Der Autor Jeremy Silman ist Internationaler Meister aus den USA, berühmt aber vor allem als Autor. Erschienen ist das neue Werk 2022 bei Siles Press, USA.

Mit seiner Hommage an das Schachspiel will Silman den Leser unterhalten. Schulen wird er ihn nicht, wenngleich Lerneffekte beim Studium des Werkes natürlich nicht ausgeschlossen sind.
Das Buch ist in 4 Abschnitte gegliedert. Diese tragen, sinngemäß übersetzt, die folgenden Überschriften:

  • Abschnitt 1: Verrückte Großmeistergeschichten
  • Abschnitt 2: Legendäre Spieler
  • Abschnitt 3: Portraits und Geschichten
  • Abschnitt 4: Denkanstöße, Theorie, Anleitungen und FAQs.

Abschnitt 1 enthält 22 Geschichten zu verschiedenen Spielern, zumeist Großmeistern, und regelmäßig unter Einbindung bzw. im Zusammenhang mit Partien. Bei den Geschichten handelt es sich häufig um Anekdoten, die mir teilweise bereits vorher bekannt waren, teilweise aber auch nicht. Sie verbinden sich in der Regel mit der Person des Autors, zum Beispiel weil er einen persönlichen Kontakt zum jeweiligen (Groß-)Meister hatte, sich Erinnerungen anderer Art mit ihm verknüpfen oder sie sogar gemeinsam am Brett gesessen haben.
Dieser erste Teil des Buches ist für mich der unterhaltsamste von allen.

Abschnitt 2 portraitiert namhafte Spieler von Adolf Anderssen bis Efim Geller anhand ihrer Partien. Diese sind unterhaltsam kommentiert und überwiegend um Informationen zur Person, zu Erfolgen, zu Turnierteilnahmen etc. ergänzt. In diesem Abschnitt liegt der Schwerpunkt eher auf den Partien als auf den eingestreuten Informationen bzw. Erzählungen.

Abschnitt 3 ähnelt inhaltlich und im Aufbau dem ersten Abschnitt. Er enthält 4 Geschichten und Partien.

Abschnitt 4 ist eine Art Sammelkiste für verschiedene Inhalte. So geht es u.a. um des Autors klassische Lieblingspartien, Anmerkungen und Überlegungen zu verschiedenen Eröffnungen, Schach-Psychologie sowie um Gegenstände der Schachtheorie, dies allerdings eher nicht unter dem Ansatz der gezielten Schulung des Lesers.

Im Buch sind ausweislich des Partienverzeichnisses mehr als 300 Partien aufgenommen. Durchgehend nummeriert sind sie in der Folge nicht. Sie sind historischer, teilweise klassischer Natur und ebenso teilweise gut bekannt. In einigen Duellen zählte der Autor zu den Kombattanten.

Zu erledigen:
(a) Beantworten Sie zur Rezension über Silmans Schachbuch diese Fragen:
(i) In welchem Jahr und bei welchem Verlag ist das Buch erschienen?
(ii) Wie viele Geschichten enthält Abschnitt 1?
(iii) Wie viele Partien sind laut Partienverzeichnis im Buch aufgenommen?
(b) Schreiben Sie bitte die Rezension über Silmans Schachbuch nach dem Satz „In einigen Duellen zählte der Autor zu den Kombattanten.“ weiter.

(Gespeicherte Einträge)

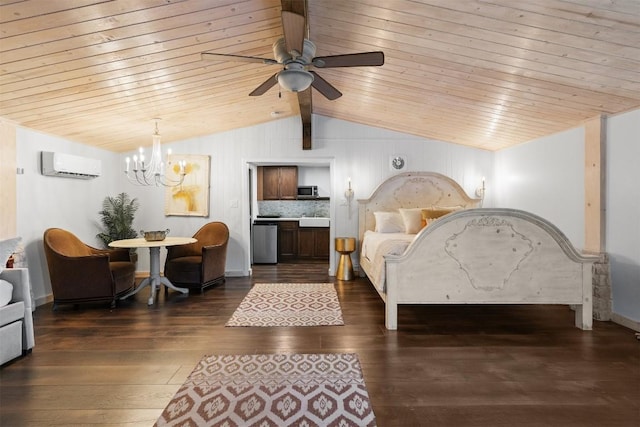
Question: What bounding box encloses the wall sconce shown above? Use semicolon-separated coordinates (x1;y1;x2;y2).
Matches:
344;177;353;204
476;176;486;206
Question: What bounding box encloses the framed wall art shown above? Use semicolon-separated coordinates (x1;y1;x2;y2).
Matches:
164;154;211;217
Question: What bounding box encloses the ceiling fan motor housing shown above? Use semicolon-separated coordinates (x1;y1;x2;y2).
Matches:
273;38;316;65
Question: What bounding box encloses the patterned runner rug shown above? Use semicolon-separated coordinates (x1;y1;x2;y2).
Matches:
155;354;376;427
226;283;344;326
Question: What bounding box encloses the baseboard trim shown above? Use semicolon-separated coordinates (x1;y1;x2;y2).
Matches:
611;313;640;332
224;270;245;277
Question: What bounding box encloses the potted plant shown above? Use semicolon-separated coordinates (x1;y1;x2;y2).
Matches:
96;193;138;260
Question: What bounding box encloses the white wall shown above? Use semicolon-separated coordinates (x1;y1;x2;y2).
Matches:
487;127;584;249
16;127;121;304
605;110;640;326
495;110;640;329
17;116;493;301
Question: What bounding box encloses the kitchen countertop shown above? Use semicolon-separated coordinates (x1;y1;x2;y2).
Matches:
254;217;300;222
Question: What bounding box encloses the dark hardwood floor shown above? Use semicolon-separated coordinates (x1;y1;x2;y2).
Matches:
0;264;640;427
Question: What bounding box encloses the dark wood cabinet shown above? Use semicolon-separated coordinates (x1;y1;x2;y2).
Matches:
298;227;329;260
258;166;298;200
278;221;298;262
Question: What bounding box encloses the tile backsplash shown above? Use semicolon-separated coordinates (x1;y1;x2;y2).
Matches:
258;200;329;218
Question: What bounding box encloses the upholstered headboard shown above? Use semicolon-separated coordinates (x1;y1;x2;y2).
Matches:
358;172;482;242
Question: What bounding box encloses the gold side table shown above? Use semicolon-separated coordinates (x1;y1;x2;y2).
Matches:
336;237;356;280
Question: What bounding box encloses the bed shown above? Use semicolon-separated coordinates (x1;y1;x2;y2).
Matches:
358;172;597;330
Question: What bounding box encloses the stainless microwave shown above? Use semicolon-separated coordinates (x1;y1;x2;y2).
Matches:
298;185;318;199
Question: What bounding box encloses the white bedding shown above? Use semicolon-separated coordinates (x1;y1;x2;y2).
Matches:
362;230;416;292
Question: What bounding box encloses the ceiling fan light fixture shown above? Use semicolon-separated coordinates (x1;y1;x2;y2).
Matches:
278;70;313;92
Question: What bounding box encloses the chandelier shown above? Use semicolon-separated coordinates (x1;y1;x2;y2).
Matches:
124;119;186;187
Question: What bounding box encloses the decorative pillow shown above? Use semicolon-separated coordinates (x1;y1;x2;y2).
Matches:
0;237;21;273
0;279;13;307
398;208;426;234
373;212;404;233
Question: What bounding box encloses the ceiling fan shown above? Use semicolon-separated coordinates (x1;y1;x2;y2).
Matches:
202;10;384;100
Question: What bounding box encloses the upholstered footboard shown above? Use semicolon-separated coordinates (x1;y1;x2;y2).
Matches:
385;209;597;329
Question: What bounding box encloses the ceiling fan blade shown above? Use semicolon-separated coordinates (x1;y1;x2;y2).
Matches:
282;10;304;54
312;51;384;68
309;71;342;101
249;73;278;96
200;52;278;65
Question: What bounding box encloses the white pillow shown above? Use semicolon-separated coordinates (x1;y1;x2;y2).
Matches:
0;279;13;307
0;237;21;273
373;212;404;233
398;208;422;234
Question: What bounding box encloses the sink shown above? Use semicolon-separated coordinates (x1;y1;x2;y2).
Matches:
298;217;329;227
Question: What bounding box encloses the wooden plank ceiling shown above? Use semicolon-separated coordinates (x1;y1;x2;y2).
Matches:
0;0;640;152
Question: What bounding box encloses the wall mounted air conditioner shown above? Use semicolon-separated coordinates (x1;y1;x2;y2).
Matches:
40;151;102;179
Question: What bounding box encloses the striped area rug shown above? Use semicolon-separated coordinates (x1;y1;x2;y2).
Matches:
226;283;344;326
155;353;376;427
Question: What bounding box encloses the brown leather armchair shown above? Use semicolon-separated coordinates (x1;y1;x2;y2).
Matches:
44;228;136;309
164;222;229;293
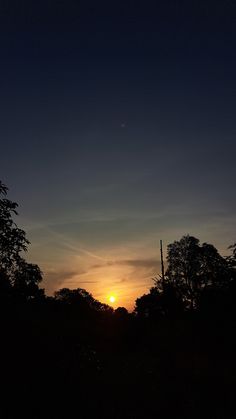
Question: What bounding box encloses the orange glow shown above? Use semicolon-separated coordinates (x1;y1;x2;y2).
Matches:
109;295;116;303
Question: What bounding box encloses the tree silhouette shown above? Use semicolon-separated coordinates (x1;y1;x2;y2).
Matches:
0;181;44;299
166;235;231;309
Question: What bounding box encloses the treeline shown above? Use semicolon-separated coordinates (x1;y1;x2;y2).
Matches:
0;183;236;419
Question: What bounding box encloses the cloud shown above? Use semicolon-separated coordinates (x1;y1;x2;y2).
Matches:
91;258;160;269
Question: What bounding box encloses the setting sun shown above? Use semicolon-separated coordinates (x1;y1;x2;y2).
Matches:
109;295;116;303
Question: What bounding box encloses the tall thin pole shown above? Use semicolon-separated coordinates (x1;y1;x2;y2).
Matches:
160;240;165;285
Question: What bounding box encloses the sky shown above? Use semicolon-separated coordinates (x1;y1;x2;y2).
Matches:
0;0;236;310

Die Antworten:
(a)
(i) 2022 bei Siles Press, USA
(ii) 22 Geschichten
(iii) Mehr als 300 Partien

(b)
Eine Partie, und zwar Geller - Polugajewsky, Moskau 1961, müssen wir allerdings abziehen, weil sie doppelt im Werk vorkommt (auf den Seiten 367/368 und 375/376). Auch wenn die jeweilige Kommentierung nicht völlig gleich ist, kann es sich dabei wohl kaum um Absicht handeln.

Die Partien dürften vom geübten Leser zumeist auch ohne Brett genossen werden können. Zahlreiche Diagramme visualisieren das Brettgeschehen und machen das Nachspielen im Geiste leichter.

Etliche Fotos und weitere Abbildungen (Zeichnungen, Briefmarken, Zeitungsinhalte etc.) lockern das Werk auf. Erfreulicherweise vermitteln die Fotos aus älteren Tagen in diesem Werk nicht so einen düsteren Eindruck wie oft. Sie scheinen gut aufgearbeitet worden zu sein, was zumindest teilweise angesichts deren Alters und der sicher nur geringen ursprünglichen Schärfe keine leichte Aufgabe gewesen sein dürfte.

Silman’s Chess Odyssey“ konfrontiert den Leser mit sehr viel Text. Dieser stellt zwar in Sachen Wortschatz und Grammatik keine besonderen Anforderungen an die Fremdsprachenkenntnisse, doch schon wegen des Umfangs sollte der Leser für ein bequemes Verstehen Kenntnisse mindestens auf Schulniveau und etwas Übung mitbringen.
Bei der Recherche im Zuge der Arbeit an dieser Rezension habe ich kritische Stimmen in Bewertungen zum Werk gefunden, in denen Muttersprachler eine unzureichende Korrekturlesung beklagten. Sie verwiesen auf Beispiele im Text, die ich dann tatsächlich auch finden konnte, die mir zuvor selbst jedoch nicht aufgefallen waren. Als Fremdsprachler geht man scheinbar leichter und ohne Defizit im Verständnis darüber hinweg.
Fazit: „Silman’s Chess Odyssey“ ist ein gelungenes Werk der Schachunterhaltung. Es sind vor allem Anekdoten und sonstige Geschichten sowie daneben unterhaltsam kommentierte Partien, die das Buch auszeichnen.

Das Rezensionsexemplar wurde freundlicherweise von der Firma Schach E. Niggemann zur Verfügung gestellt.